===== Material for the task
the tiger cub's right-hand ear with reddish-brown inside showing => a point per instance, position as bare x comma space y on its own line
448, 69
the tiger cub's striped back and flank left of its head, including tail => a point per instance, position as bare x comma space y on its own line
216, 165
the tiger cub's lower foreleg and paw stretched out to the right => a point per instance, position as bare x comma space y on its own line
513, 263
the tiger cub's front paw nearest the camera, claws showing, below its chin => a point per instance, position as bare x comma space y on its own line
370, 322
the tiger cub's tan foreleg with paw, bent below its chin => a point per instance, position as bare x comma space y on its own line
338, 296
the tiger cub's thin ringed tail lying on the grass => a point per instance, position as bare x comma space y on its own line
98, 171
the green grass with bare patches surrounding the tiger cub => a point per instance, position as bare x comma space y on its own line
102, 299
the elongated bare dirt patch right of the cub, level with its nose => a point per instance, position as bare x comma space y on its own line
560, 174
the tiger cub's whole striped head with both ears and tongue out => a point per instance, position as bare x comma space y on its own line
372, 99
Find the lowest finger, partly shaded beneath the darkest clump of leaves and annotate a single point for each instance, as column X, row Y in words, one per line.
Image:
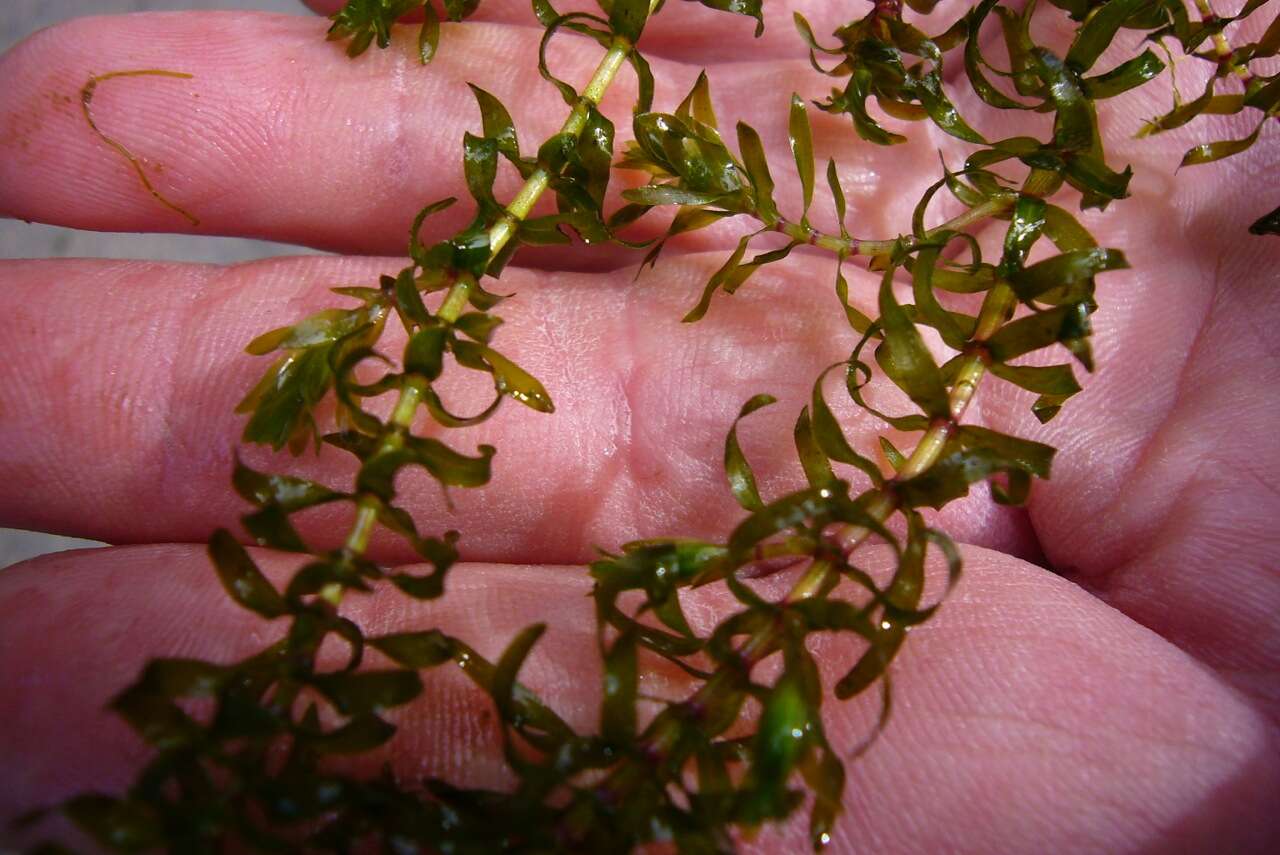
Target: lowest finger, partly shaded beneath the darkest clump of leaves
column 999, row 742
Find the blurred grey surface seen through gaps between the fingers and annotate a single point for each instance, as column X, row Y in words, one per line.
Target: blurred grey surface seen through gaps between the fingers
column 19, row 20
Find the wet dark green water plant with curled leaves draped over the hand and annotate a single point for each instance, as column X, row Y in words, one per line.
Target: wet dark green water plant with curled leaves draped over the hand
column 248, row 762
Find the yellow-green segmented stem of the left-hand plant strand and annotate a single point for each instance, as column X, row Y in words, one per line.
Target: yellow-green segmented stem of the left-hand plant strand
column 456, row 300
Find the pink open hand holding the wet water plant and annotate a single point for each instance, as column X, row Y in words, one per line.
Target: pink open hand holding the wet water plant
column 1130, row 707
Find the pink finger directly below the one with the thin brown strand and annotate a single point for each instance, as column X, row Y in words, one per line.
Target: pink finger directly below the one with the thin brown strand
column 130, row 438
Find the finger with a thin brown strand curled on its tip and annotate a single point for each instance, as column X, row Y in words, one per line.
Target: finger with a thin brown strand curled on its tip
column 278, row 135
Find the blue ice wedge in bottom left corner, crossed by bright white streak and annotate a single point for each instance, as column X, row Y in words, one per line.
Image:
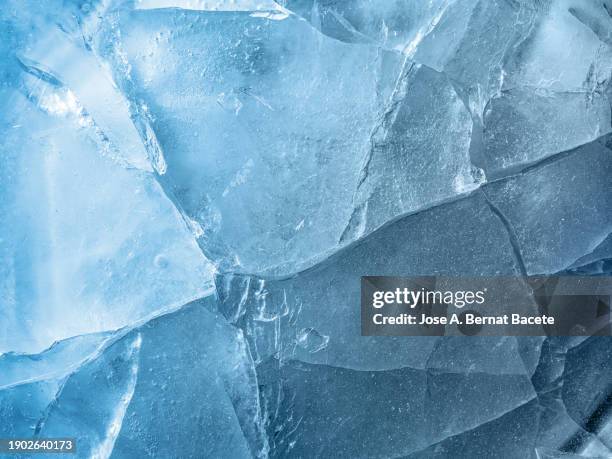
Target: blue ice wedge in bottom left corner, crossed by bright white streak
column 187, row 373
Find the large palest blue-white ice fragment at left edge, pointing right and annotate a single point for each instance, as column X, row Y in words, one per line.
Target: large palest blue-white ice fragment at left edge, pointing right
column 87, row 244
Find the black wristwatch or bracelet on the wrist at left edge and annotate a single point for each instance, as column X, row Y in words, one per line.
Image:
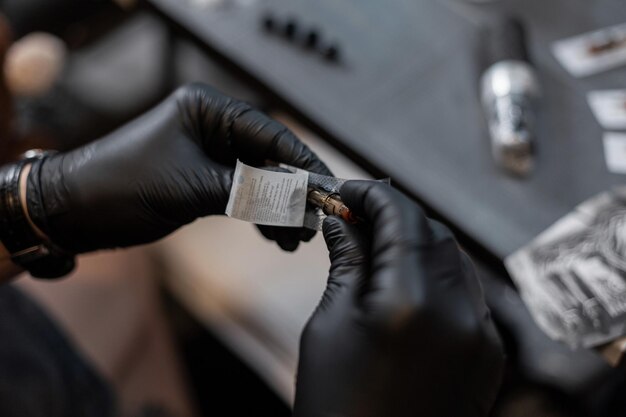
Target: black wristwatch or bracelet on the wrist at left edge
column 41, row 258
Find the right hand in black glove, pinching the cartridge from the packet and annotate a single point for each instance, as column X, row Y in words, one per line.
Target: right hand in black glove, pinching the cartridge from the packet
column 402, row 328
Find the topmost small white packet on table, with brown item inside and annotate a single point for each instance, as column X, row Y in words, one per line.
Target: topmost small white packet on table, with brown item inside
column 592, row 52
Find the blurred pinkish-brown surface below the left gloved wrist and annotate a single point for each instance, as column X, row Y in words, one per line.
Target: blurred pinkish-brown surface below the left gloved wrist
column 110, row 309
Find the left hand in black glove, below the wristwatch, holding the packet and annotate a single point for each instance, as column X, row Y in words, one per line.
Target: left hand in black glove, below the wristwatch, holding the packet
column 161, row 171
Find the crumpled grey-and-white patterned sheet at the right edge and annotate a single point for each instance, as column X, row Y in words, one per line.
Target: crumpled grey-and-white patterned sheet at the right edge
column 572, row 277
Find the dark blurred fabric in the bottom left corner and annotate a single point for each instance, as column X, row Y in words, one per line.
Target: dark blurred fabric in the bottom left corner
column 41, row 375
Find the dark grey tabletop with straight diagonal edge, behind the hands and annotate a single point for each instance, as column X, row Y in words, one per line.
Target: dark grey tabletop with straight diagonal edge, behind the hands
column 403, row 98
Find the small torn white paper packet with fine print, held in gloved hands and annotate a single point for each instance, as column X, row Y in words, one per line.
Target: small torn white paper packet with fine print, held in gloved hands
column 267, row 197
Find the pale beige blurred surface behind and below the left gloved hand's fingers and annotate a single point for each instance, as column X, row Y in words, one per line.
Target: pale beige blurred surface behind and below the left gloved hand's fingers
==========
Would you write out each record above exactly, with no images?

**Response to the task**
the tiger cub's right-hand ear with reddish-brown inside showing => a point per instance, position as bare x comma space y on its own line
448, 69
the tiger cub's striped back and flank left of its head, including tail => a point per instance, position as bare x comma space y on its own line
216, 165
the tiger cub's lower foreleg and paw stretched out to the right => a point per instance, position as bare x comma space y on its own line
513, 263
the tiger cub's front paw nearest the camera, claws showing, below its chin => a point per instance, position as bare x comma space y on its own line
370, 322
the tiger cub's tan foreleg with paw, bent below its chin => a point per instance, position as bare x comma space y on its own line
338, 296
the tiger cub's thin ringed tail lying on the grass => a point per instance, position as bare x comma space y on its own line
98, 171
the green grass with bare patches surrounding the tiger cub => a point per instance, position as bare x comma space y on its own line
102, 299
the elongated bare dirt patch right of the cub, level with its nose => a point per instance, position as bare x comma space y on its own line
560, 174
the tiger cub's whole striped head with both ears and tongue out => a point per instance, position as bare x comma space y on its own line
372, 99
Find the lowest finger, partly shaded beneath the darkest clump of leaves and annotate a single point for each instance, as column X, row Y in words, one per line.
Image:
Target: lowest finger, partly shaded beneath the darkest clump of leaves
column 999, row 742
Find the blurred grey surface seen through gaps between the fingers and annotate a single point for each instance, as column X, row Y in words, one per line.
Target: blurred grey surface seen through gaps between the fingers
column 19, row 20
Find the wet dark green water plant with curled leaves draped over the hand and annotate a single point for each instance, as column X, row Y in words, one per line.
Target: wet dark green water plant with curled leaves draped over the hand
column 248, row 762
Find the yellow-green segmented stem of the left-hand plant strand and annotate a single point for each instance, as column X, row Y in words, one per line.
Target: yellow-green segmented stem of the left-hand plant strand
column 456, row 300
Find the pink open hand holding the wet water plant and annotate a single point for each instance, as column X, row Y in words, one per line.
Target: pink open hand holding the wet water plant
column 1130, row 707
Find the pink finger directly below the one with the thin brown strand and annotate a single point for each instance, as column X, row Y in words, one per line.
Target: pink finger directly below the one with the thin brown strand
column 130, row 438
Find the finger with a thin brown strand curled on its tip and annotate a single point for each instance, as column X, row Y in words, one per line.
Target: finger with a thin brown strand curled on its tip
column 278, row 135
Find the blue ice wedge in bottom left corner, crossed by bright white streak and annotate a single point for each instance, as column X, row Y in words, one per line.
Image:
Target: blue ice wedge in bottom left corner, crossed by bright white streak
column 187, row 373
Find the large palest blue-white ice fragment at left edge, pointing right and annotate a single point for each instance, as column X, row Y in words, one per line.
Target: large palest blue-white ice fragment at left edge, pointing right
column 87, row 244
Find the black wristwatch or bracelet on the wrist at left edge and annotate a single point for each instance, as column X, row Y in words, one per line.
Image:
Target: black wristwatch or bracelet on the wrist at left edge
column 41, row 258
Find the right hand in black glove, pinching the cartridge from the packet and annotate a single point for each instance, as column X, row Y in words, one per line.
Target: right hand in black glove, pinching the cartridge from the packet
column 402, row 328
Find the topmost small white packet on table, with brown item inside and annotate a single point for each instance, as column X, row Y in words, one per line.
Target: topmost small white packet on table, with brown item inside
column 592, row 52
Find the blurred pinkish-brown surface below the left gloved wrist and annotate a single point for each instance, as column X, row Y in words, one per line.
Target: blurred pinkish-brown surface below the left gloved wrist
column 110, row 309
Find the left hand in black glove, below the wristwatch, holding the packet and annotate a single point for each instance, as column X, row Y in words, one per line.
Target: left hand in black glove, below the wristwatch, holding the packet
column 161, row 171
Find the crumpled grey-and-white patterned sheet at the right edge and annotate a single point for each instance, as column X, row Y in words, one per line.
Target: crumpled grey-and-white patterned sheet at the right edge
column 572, row 277
Find the dark blurred fabric in the bottom left corner and annotate a single point for each instance, as column X, row Y in words, one per line.
Target: dark blurred fabric in the bottom left corner
column 41, row 375
Find the dark grey tabletop with straight diagonal edge, behind the hands and annotate a single point for each instance, as column X, row Y in words, one per line.
Target: dark grey tabletop with straight diagonal edge, behind the hands
column 403, row 98
Find the small torn white paper packet with fine print, held in gloved hands and annotate a single point for each instance, as column X, row Y in words, one per line.
Target: small torn white paper packet with fine print, held in gloved hands
column 267, row 197
Find the pale beige blurred surface behind and below the left gloved hand's fingers and annotate a single point for each instance, as column X, row Y in words, one per line.
Target: pale beige blurred surface behind and below the left gloved hand's fingers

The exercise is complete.